> TASK TO CARRY OUT
Set down the following data again, line for line, with no changes.

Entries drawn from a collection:
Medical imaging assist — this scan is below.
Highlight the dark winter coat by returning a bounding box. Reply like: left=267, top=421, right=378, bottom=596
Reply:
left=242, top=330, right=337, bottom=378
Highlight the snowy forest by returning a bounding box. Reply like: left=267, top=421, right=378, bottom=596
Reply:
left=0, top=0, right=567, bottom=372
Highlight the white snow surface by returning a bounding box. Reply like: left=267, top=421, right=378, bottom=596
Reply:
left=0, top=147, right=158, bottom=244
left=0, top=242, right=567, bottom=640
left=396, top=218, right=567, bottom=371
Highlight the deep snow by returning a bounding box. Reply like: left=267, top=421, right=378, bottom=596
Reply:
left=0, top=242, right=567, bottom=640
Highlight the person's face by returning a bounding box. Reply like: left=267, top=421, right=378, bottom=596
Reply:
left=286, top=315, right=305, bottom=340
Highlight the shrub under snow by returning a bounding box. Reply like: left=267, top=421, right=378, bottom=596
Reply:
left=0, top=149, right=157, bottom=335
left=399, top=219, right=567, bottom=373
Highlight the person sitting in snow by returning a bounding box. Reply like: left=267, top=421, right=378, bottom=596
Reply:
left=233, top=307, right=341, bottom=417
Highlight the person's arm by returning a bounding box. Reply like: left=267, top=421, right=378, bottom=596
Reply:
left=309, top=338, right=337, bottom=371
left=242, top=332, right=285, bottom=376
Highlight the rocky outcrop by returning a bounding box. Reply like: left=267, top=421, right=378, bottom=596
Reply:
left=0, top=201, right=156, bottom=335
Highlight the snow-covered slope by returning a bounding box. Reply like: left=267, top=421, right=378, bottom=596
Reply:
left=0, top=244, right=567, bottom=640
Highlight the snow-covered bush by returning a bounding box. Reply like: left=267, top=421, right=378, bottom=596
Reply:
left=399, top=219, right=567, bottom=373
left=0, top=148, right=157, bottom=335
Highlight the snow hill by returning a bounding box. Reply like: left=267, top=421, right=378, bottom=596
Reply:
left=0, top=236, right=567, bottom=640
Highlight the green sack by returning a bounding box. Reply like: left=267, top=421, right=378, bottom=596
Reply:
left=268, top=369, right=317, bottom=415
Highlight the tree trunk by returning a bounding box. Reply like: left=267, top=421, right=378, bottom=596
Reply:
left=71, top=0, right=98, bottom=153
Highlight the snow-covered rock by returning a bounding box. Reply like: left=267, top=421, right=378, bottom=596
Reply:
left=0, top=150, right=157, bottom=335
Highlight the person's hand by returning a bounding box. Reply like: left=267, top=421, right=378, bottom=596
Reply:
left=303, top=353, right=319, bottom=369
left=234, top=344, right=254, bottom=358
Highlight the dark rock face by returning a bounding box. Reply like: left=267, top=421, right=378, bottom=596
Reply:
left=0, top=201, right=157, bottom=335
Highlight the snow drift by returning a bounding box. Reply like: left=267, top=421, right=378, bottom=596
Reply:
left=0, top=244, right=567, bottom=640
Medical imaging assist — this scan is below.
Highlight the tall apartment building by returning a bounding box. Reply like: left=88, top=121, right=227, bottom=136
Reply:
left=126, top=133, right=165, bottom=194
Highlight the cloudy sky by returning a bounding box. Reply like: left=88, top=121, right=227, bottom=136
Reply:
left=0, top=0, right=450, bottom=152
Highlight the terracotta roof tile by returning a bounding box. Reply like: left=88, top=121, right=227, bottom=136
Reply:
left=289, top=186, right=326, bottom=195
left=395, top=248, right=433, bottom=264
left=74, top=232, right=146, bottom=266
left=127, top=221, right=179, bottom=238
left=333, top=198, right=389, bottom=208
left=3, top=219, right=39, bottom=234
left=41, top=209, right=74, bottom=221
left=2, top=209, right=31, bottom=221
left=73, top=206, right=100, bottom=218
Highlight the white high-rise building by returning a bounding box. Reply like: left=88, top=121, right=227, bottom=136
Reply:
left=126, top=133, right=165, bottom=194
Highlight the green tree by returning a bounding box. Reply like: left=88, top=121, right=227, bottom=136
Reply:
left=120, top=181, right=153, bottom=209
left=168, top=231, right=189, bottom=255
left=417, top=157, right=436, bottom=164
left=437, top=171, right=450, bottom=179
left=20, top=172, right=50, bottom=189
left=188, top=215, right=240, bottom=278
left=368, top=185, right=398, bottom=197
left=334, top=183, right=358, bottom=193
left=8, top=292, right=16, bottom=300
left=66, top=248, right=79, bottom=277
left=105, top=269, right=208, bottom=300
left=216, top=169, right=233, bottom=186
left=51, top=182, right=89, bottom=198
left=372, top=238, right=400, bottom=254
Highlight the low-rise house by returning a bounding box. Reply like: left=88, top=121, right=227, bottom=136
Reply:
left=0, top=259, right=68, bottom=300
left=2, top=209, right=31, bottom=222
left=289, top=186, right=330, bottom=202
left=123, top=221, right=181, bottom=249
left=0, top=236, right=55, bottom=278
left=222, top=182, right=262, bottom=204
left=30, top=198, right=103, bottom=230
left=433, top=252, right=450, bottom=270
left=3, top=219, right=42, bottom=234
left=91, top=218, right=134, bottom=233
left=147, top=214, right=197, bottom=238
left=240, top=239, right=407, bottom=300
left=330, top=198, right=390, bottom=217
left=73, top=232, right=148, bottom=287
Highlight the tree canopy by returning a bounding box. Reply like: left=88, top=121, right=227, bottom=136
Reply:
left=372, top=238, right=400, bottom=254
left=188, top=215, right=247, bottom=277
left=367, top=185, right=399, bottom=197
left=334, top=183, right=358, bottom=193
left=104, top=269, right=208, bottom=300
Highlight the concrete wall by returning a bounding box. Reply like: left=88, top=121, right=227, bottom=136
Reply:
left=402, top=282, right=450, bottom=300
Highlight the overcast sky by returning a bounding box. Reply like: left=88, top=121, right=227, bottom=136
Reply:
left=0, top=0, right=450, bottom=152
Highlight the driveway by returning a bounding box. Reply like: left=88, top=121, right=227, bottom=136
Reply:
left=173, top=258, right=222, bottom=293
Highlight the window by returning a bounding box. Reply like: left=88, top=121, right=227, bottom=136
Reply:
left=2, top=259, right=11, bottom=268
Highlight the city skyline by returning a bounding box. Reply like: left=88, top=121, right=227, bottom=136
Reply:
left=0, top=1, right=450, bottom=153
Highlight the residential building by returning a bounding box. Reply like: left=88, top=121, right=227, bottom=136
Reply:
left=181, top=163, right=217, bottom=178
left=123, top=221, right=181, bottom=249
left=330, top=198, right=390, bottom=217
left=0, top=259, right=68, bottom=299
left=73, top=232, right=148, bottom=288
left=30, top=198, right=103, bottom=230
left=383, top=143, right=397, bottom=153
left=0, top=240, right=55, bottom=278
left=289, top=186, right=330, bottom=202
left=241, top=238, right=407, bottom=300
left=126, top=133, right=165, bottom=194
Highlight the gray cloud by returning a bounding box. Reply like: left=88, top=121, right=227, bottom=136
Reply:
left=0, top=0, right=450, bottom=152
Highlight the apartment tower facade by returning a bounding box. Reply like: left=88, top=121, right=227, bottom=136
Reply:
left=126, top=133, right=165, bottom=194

> RESULT OF THIS TASK
Medical imaging assist — this scan is below.
Highlight the dark winter coat by returning a bounding box. Reply like: left=267, top=421, right=378, bottom=596
Reply:
left=242, top=330, right=337, bottom=378
Highlight the snowy forest by returning a bounding box. Reply like: left=267, top=421, right=378, bottom=596
Reply:
left=0, top=0, right=567, bottom=372
Highlight the white snow surface by returning a bounding box. Reply like: left=267, top=421, right=378, bottom=596
Reply:
left=0, top=147, right=158, bottom=244
left=0, top=242, right=567, bottom=640
left=396, top=218, right=567, bottom=371
Highlight the deep snow by returning a bounding box. Reply like: left=267, top=421, right=378, bottom=596
Reply:
left=0, top=242, right=567, bottom=640
Highlight the person's face by returning a bounding box. Reply like: left=267, top=421, right=378, bottom=596
Reply:
left=286, top=315, right=305, bottom=340
Highlight the shrub under snow by returning a bounding box. Reply like: left=267, top=421, right=378, bottom=596
Reply:
left=0, top=149, right=157, bottom=335
left=399, top=219, right=567, bottom=373
Highlight the person sitting in snow by returning a bounding box. Reply like: left=267, top=421, right=378, bottom=596
Reply:
left=233, top=307, right=341, bottom=417
Highlight the person's arm by returning a bounding box. Reply like: left=267, top=421, right=378, bottom=596
Reply:
left=309, top=338, right=337, bottom=371
left=242, top=332, right=285, bottom=376
Highlight the rocky outcrop by returning a bounding box. Reply like: left=267, top=421, right=378, bottom=596
Reply:
left=0, top=201, right=156, bottom=335
Highlight the snow-covered slope by returning a bounding box. Reply like: left=267, top=421, right=378, bottom=596
Reply:
left=0, top=244, right=567, bottom=640
Highlight the snow-covered bush by returning a bounding box. Reply like: left=267, top=421, right=378, bottom=596
Reply:
left=399, top=219, right=567, bottom=373
left=0, top=148, right=157, bottom=335
Highlight the snow hill by returning a bounding box. Reply like: left=267, top=421, right=378, bottom=596
Reply:
left=0, top=236, right=567, bottom=640
Highlight the green sack by returning a bounding box. Reply like: left=267, top=421, right=378, bottom=596
Reply:
left=268, top=369, right=317, bottom=415
Highlight the tree trunk by returning a bounding box. Reply like: left=267, top=421, right=378, bottom=596
Reply:
left=71, top=0, right=98, bottom=153
Highlight the snow-covered rock by returning a bounding box. Reply like: left=267, top=421, right=378, bottom=596
Reply:
left=0, top=150, right=157, bottom=335
Highlight the person's hand by returning a bounding box. Reply like: left=267, top=421, right=378, bottom=596
Reply:
left=303, top=353, right=319, bottom=369
left=234, top=344, right=254, bottom=358
Highlight the dark rock face by returning a bounding box. Reply like: left=267, top=421, right=378, bottom=596
Reply:
left=0, top=201, right=157, bottom=335
Highlight the snow drift by returning a bounding box. Reply like: left=267, top=421, right=378, bottom=596
Reply:
left=0, top=244, right=567, bottom=640
Medical imaging assist — this scan is below.
Highlight the tall apartment building by returning a bounding box. Reply like: left=88, top=121, right=227, bottom=136
Reply:
left=126, top=133, right=165, bottom=194
Highlight the cloudy sky by returning a bounding box. Reply like: left=88, top=121, right=227, bottom=136
Reply:
left=0, top=0, right=450, bottom=152
Highlight the terracotta roof tile by returning a bounding box. Reply like: left=88, top=121, right=227, bottom=136
Reply:
left=289, top=186, right=326, bottom=195
left=395, top=248, right=433, bottom=264
left=74, top=232, right=146, bottom=266
left=127, top=221, right=179, bottom=238
left=333, top=198, right=389, bottom=208
left=3, top=219, right=39, bottom=234
left=41, top=209, right=74, bottom=221
left=2, top=209, right=31, bottom=221
left=73, top=206, right=100, bottom=218
Highlight the white high-rise building by returning a bounding box. Reply like: left=88, top=121, right=227, bottom=136
Reply:
left=126, top=133, right=165, bottom=194
Highlight the green tree by returning a bounding box. Reply like: left=88, top=121, right=227, bottom=136
Reply:
left=120, top=181, right=153, bottom=209
left=168, top=231, right=189, bottom=255
left=417, top=157, right=436, bottom=164
left=437, top=171, right=450, bottom=179
left=20, top=172, right=50, bottom=189
left=188, top=215, right=240, bottom=278
left=368, top=185, right=398, bottom=197
left=334, top=183, right=358, bottom=193
left=8, top=292, right=16, bottom=300
left=66, top=248, right=79, bottom=277
left=105, top=269, right=208, bottom=300
left=216, top=169, right=233, bottom=186
left=51, top=182, right=89, bottom=198
left=372, top=238, right=400, bottom=254
Highlight the low-rise house by returning a bounding box. Reply like: left=88, top=121, right=227, bottom=136
Reply:
left=0, top=259, right=68, bottom=300
left=2, top=209, right=31, bottom=222
left=289, top=186, right=330, bottom=202
left=123, top=221, right=181, bottom=249
left=0, top=236, right=55, bottom=278
left=222, top=182, right=262, bottom=204
left=30, top=198, right=103, bottom=230
left=433, top=252, right=450, bottom=270
left=3, top=219, right=42, bottom=234
left=91, top=218, right=134, bottom=233
left=147, top=214, right=197, bottom=238
left=240, top=239, right=407, bottom=300
left=330, top=198, right=390, bottom=217
left=73, top=232, right=148, bottom=287
Highlight the tree canopy by returning a bounding box. Reply like: left=88, top=121, right=227, bottom=136
Reply:
left=372, top=238, right=400, bottom=254
left=188, top=215, right=247, bottom=277
left=367, top=185, right=399, bottom=197
left=334, top=183, right=358, bottom=193
left=104, top=269, right=208, bottom=300
Highlight the concrete wall by returning a bounding box. Reply like: left=88, top=121, right=227, bottom=136
Reply:
left=402, top=282, right=450, bottom=300
Highlight the overcast sky by returning a bounding box. Reply like: left=88, top=121, right=227, bottom=136
Reply:
left=0, top=0, right=450, bottom=152
Highlight the driveway by returning a bounding box. Reply like: left=88, top=121, right=227, bottom=136
Reply:
left=173, top=258, right=222, bottom=293
Highlight the window by returning a bounding box. Reply like: left=88, top=121, right=227, bottom=136
Reply:
left=2, top=259, right=11, bottom=268
Highlight the city skyline by returning a bounding box. Reply like: left=88, top=121, right=227, bottom=136
Reply:
left=0, top=1, right=450, bottom=153
Highlight the residential building by returning a bounding box. Reply like: left=88, top=121, right=227, bottom=136
Reply:
left=181, top=163, right=217, bottom=178
left=123, top=221, right=181, bottom=249
left=330, top=198, right=390, bottom=217
left=0, top=259, right=68, bottom=299
left=73, top=232, right=148, bottom=288
left=30, top=198, right=103, bottom=230
left=383, top=143, right=397, bottom=153
left=0, top=240, right=55, bottom=278
left=289, top=186, right=330, bottom=202
left=241, top=238, right=407, bottom=300
left=126, top=133, right=165, bottom=194
Highlight the gray cloud by returning a bounding box. Reply like: left=88, top=121, right=227, bottom=136
Reply:
left=0, top=0, right=450, bottom=152
Highlight the apartment tower facade by returning a bounding box. Reply like: left=88, top=121, right=227, bottom=136
Reply:
left=126, top=133, right=165, bottom=194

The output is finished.